■ What is expected ■
The answer must be one number: the count of lines in the data below that include "such".

■ Source material ■
__________

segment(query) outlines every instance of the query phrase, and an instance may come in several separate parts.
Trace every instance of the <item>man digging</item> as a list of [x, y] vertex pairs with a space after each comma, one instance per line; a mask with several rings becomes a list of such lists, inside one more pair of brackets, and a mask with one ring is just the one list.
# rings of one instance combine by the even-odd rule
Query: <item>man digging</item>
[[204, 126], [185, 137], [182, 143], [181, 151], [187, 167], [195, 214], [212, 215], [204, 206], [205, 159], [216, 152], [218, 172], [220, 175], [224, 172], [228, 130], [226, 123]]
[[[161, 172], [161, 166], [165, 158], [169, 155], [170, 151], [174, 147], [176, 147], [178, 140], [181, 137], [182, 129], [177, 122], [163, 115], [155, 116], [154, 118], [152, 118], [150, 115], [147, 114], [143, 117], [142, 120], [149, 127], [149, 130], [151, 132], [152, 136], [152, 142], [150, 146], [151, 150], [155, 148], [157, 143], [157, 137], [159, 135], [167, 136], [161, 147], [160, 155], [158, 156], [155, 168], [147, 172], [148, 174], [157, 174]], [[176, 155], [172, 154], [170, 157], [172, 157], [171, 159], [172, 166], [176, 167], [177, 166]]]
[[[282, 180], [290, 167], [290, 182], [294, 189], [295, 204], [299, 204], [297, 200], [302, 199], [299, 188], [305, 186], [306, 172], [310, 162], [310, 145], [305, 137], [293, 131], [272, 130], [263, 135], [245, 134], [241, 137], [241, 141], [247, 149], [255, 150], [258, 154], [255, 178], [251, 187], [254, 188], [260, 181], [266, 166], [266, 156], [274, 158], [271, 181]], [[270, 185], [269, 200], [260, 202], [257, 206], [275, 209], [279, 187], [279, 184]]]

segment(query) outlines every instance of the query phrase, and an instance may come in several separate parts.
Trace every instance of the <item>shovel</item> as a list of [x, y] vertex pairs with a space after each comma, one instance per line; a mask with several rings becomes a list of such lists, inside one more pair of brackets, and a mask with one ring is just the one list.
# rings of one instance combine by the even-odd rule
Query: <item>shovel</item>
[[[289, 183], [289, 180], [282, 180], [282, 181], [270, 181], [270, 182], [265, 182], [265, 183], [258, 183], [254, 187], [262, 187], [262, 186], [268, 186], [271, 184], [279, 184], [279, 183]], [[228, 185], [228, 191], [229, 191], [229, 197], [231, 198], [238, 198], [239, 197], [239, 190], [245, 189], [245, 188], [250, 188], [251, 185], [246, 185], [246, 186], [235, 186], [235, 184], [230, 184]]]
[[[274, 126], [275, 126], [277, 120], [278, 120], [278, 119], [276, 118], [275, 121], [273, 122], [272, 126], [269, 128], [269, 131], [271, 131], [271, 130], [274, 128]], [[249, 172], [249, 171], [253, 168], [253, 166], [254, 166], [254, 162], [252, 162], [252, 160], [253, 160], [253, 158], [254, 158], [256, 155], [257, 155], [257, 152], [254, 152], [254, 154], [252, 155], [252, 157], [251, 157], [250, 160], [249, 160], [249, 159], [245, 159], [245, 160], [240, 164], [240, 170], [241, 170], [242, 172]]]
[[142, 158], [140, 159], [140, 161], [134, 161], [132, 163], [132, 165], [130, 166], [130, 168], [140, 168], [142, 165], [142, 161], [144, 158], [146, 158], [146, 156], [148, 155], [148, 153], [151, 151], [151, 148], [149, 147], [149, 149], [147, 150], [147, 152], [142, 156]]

__________

■ Solved problem ■
2